• _Stated exercise_: Starting with the line that contains "Give the outline of every instance of the sidewalk." and going on through the end of the records, write out those lines again, requests included. In the answers, multiply every coordinate by 2.4 and round it to a whole number, with halves rounded up.

• _Contour annotation records_:
_____

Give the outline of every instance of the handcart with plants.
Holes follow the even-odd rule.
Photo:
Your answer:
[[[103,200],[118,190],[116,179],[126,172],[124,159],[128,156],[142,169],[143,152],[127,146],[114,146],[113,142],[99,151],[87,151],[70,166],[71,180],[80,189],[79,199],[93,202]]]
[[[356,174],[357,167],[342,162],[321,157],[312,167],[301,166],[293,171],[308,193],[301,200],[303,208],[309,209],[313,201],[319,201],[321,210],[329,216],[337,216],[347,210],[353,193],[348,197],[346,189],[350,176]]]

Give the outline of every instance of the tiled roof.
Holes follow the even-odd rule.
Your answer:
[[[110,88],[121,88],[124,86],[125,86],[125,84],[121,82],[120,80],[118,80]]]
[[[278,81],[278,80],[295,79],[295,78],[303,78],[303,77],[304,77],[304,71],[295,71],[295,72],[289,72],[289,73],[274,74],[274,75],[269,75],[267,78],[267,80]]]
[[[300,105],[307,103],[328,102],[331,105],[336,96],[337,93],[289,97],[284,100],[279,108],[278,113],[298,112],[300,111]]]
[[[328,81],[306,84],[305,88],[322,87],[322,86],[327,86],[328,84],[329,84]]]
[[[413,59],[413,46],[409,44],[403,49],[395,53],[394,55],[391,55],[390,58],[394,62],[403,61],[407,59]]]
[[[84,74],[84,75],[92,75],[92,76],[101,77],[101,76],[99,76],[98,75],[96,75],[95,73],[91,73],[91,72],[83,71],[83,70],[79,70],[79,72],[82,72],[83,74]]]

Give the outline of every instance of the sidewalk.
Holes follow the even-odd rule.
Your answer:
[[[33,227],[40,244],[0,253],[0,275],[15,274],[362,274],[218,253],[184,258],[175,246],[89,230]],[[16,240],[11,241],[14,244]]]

_____

• _Response to the task_:
Give the outline of every instance of the sidewalk.
Holes follow the even-odd rule.
Your answer:
[[[79,545],[96,586],[0,607],[0,660],[36,658],[869,658],[523,607],[442,619],[420,590],[214,552]],[[38,576],[26,578],[34,586]]]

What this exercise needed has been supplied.